Re: [OMPI devel] Shared object dependencies

2018-06-10 Thread Gilles Gouaillardet
Edgar,

I checked the various release branches, and I think this issue was
fixed by 
https://github.com/open-mpi/ompi/commit/ccf76b779130e065de326f71fe6bac868c565300

This was back-ported into the v3.0.x branch, and that was before the
v3.1.x branch was created.

This has *not* been backported into the v2.x series, and as far as I
am concerned, that would fix the abstraction violation I mentioned
earlier.

I noted the fcoll framework is open is mca_io_base_file_select(), so
an other (a bit convoluted imho, but that could require less changes)
way could be to open the framework in the io/ompio component.

◆ ◆ ◆ ◆ ◆

**STATED PROBLEM 1**
In the message above, which series has the fix *not* been backported into?

[Records from a data collection]
◆ ◆ ◆ ◆ ◆

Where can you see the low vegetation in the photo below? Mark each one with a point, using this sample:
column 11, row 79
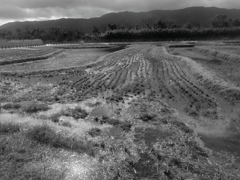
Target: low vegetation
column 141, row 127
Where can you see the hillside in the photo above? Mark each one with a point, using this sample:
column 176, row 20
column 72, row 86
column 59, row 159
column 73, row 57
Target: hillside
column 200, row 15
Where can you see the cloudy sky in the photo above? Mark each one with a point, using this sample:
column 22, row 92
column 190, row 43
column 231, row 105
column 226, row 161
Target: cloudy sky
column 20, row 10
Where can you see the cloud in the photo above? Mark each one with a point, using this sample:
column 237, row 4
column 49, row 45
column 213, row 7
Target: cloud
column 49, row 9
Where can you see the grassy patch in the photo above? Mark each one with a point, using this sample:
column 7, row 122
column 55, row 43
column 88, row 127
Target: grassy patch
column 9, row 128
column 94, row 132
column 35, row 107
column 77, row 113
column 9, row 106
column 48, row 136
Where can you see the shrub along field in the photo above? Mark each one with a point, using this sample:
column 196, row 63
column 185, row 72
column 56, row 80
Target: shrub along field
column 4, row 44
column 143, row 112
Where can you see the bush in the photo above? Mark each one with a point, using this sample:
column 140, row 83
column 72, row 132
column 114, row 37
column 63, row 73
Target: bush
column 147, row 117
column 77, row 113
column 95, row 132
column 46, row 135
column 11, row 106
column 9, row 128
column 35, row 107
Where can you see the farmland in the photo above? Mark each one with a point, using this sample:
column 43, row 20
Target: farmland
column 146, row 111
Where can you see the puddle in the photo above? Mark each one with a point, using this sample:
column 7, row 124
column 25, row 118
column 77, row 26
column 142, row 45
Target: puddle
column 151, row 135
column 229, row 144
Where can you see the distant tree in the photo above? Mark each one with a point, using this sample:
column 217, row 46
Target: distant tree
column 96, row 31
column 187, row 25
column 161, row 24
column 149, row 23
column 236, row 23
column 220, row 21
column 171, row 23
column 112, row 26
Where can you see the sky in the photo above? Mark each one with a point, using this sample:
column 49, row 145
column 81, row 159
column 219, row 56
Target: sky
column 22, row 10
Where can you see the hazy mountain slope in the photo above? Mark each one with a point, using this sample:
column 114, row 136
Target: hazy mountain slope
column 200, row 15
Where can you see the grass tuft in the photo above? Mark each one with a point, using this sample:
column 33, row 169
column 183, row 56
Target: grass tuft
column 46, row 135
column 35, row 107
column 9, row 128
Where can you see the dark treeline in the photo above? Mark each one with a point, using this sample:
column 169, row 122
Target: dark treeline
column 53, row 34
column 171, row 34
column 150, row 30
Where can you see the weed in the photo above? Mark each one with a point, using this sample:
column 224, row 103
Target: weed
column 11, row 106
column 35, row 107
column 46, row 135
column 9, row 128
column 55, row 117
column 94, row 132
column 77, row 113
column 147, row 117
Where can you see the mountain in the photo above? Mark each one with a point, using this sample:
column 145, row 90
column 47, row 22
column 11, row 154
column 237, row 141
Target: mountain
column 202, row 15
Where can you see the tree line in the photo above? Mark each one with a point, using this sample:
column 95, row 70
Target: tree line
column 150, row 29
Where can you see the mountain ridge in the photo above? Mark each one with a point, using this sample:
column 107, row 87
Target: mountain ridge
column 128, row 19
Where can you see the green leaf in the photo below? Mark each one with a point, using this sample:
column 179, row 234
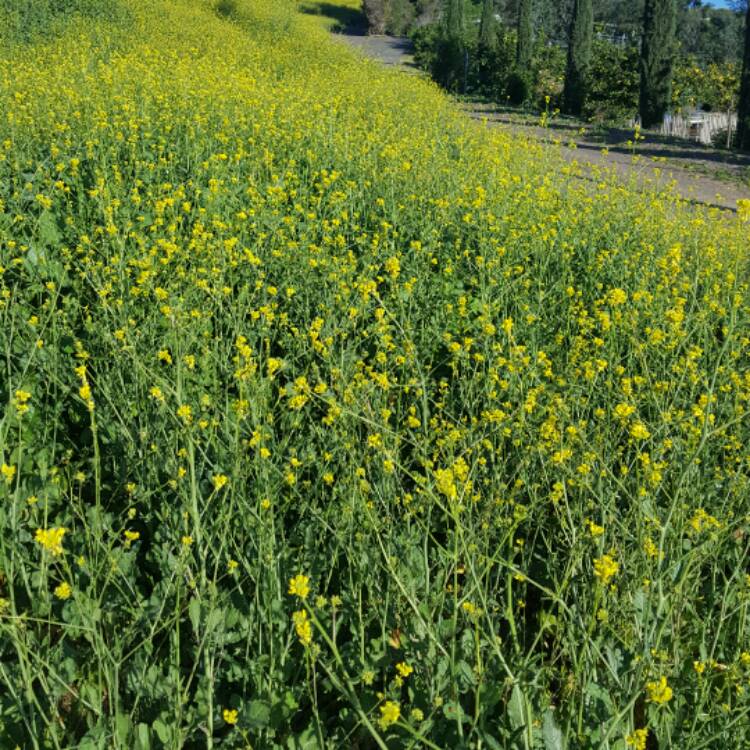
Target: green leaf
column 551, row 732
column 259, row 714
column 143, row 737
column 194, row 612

◆ ◆ ◆ ◆ ◆

**STATED PROBLEM 2**
Identify every line in the rows that contains the word "mountain".

**WRITTEN ANSWER 1**
The v2.x series.

**WRITTEN ANSWER 2**
Where can you see the hazy mountain slope in the photo above? Mark each one with a point, using this sample:
Target: hazy mountain slope
Where can you see the mountain in the photo above? Mark each one with a point, using this sample:
Target: mountain
Where can you see the mountain ridge in the photo above? Mark each one with a point, using this sample:
Target: mountain ridge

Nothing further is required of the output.